----- EXCERPTED TEXT -----
Oh this treacherous shell that carries me from place to place deceives me.  The body is only a temporary dwelling, like a house.  But like any shelter, it eventually gives way to the years and the elements that beat upon it every day.

Still I look in the mirror and I see a fine wine.  The label is getting worn and it’s peeling around the edges and the cork’s a bit brittle, but contained within is an intoxicating and potent elixir.

That is my mantra as I check my reflection once again, moving my face right, then left, examining all the subtle angles and the almost imperceptible scar that runs most of the terrain on the left side of my face. The defective jaw and the crumbling vessel that is my body. Here’s another piece of the puzzle for you after waxing poetic for a spell.
-----
# [DIRECTIONS]
a: Name every image that the passage on the aging body uses for the speaker's body, quoting the words it uses.
b: Retype everything in the passage on the aging body from "Oh this treacherous" down to "for a spell.".
c: Decide whether each statement agrees with the passage on the aging body. Answer yes or no and quote the words that settle it. (i) The speaker sees a fine wine in the mirror. (ii) The scar runs along the right side of the speaker's face. (iii) The cork is described as brittle.
----- INFORMATION SHOWN -----
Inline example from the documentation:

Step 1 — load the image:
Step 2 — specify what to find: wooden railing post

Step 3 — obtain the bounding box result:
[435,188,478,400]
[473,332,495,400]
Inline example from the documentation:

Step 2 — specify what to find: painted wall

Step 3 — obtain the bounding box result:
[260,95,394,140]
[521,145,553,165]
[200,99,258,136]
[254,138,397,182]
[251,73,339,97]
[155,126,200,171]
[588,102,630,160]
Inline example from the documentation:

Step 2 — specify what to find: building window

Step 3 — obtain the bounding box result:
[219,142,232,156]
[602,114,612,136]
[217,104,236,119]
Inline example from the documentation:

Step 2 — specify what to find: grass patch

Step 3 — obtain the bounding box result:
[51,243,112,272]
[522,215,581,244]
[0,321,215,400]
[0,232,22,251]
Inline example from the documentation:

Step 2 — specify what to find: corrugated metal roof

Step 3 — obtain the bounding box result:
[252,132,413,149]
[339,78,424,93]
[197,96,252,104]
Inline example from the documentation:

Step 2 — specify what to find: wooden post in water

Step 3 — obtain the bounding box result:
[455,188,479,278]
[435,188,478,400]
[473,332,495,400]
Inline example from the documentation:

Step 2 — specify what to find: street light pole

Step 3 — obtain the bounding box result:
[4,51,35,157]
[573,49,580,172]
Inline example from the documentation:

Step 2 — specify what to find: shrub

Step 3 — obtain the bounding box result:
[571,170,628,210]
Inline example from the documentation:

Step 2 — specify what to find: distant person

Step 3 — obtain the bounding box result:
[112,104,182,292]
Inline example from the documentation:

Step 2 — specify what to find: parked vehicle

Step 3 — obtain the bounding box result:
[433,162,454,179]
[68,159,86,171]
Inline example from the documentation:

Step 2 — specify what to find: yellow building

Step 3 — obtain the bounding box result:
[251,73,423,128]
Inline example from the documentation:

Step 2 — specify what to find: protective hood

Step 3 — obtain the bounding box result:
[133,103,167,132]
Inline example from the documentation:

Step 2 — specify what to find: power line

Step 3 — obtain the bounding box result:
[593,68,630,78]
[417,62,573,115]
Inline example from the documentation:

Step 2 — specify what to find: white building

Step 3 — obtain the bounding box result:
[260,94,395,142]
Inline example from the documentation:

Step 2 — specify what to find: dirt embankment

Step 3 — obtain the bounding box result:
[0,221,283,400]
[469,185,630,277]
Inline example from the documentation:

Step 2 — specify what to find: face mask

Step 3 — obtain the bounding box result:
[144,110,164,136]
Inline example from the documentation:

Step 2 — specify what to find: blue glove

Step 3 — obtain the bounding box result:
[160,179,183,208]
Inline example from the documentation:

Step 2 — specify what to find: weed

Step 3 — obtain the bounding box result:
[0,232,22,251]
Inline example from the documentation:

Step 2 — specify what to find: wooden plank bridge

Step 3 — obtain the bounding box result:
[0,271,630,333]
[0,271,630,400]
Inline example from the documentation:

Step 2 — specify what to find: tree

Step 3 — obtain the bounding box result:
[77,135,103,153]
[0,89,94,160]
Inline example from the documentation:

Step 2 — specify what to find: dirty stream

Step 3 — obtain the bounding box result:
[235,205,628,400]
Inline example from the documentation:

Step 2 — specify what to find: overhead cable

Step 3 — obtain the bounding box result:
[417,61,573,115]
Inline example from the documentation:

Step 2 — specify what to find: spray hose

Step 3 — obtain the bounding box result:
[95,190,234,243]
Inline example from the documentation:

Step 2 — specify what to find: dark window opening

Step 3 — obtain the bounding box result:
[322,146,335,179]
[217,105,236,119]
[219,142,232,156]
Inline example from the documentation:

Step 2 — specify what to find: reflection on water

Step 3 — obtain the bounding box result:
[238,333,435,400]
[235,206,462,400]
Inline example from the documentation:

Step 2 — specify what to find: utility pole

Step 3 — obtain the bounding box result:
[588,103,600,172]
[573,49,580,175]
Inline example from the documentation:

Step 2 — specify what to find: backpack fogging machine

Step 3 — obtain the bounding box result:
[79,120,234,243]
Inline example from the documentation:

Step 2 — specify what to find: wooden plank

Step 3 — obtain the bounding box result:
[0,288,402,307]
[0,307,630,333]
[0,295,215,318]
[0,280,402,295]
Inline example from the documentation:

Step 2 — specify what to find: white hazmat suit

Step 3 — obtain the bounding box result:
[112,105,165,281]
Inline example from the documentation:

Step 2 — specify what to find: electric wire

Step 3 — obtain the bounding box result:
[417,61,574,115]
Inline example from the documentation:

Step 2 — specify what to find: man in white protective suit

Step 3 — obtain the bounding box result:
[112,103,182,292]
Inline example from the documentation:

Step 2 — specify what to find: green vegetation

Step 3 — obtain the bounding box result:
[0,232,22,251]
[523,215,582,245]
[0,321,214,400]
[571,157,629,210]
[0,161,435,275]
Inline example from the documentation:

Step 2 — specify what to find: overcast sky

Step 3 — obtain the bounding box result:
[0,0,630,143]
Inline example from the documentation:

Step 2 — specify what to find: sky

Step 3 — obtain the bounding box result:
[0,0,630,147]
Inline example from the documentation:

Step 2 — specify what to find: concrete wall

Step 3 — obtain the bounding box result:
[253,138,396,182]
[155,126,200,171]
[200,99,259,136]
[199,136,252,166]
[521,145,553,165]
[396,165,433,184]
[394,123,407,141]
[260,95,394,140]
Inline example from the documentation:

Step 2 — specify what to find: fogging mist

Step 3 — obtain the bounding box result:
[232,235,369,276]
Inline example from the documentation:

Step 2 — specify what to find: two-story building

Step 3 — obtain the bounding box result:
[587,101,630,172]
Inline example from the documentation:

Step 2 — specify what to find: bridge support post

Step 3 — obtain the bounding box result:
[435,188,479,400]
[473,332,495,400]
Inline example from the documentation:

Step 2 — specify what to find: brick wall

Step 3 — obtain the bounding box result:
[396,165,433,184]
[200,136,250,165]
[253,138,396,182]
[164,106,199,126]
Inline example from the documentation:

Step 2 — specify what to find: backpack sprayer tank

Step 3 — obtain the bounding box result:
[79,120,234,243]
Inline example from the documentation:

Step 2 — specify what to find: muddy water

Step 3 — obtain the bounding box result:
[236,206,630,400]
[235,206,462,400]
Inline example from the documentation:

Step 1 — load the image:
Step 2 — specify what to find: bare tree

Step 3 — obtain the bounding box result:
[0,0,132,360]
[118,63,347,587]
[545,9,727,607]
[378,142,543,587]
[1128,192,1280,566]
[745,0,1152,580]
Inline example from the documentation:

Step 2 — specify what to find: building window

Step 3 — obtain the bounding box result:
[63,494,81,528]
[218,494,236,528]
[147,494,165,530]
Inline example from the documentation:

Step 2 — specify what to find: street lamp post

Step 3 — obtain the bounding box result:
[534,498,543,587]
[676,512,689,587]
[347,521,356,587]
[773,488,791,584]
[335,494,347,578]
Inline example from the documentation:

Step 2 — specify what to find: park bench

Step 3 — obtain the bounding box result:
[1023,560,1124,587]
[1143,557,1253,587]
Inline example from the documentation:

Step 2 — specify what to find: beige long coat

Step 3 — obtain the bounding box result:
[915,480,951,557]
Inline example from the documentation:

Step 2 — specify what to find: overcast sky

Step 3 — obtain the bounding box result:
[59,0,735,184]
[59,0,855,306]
-----
# [SOLUTIONS PER TASK]
a:
- "treacherous shell"
- "temporary dwelling, like a house"
- "shelter"
- "a fine wine"
- "crumbling vessel"

b:
Oh this treacherous shell that carries me from place to place deceives me.  The body is only a temporary dwelling, like a house.  But like any shelter, it eventually gives way to the years and the elements that beat upon it every day.

Still I look in the mirror and I see a fine wine.  The label is getting worn and it’s peeling around the edges and the cork’s a bit brittle, but contained within is an intoxicating and potent elixir.

That is my mantra as I check my reflection once again, moving my face right, then left, examining all the subtle angles and the almost imperceptible scar that runs most of the terrain on the left side of my face. The defective jaw and the crumbling vessel that is my body. Here’s another piece of the puzzle for you after waxing poetic for a spell.

c:
(i) Yes: "Still I look in the mirror and I see a fine wine."
(ii) No: "the almost imperceptible scar that runs most of the terrain on the left side of my face"
(iii) Yes: "the cork’s a bit brittle"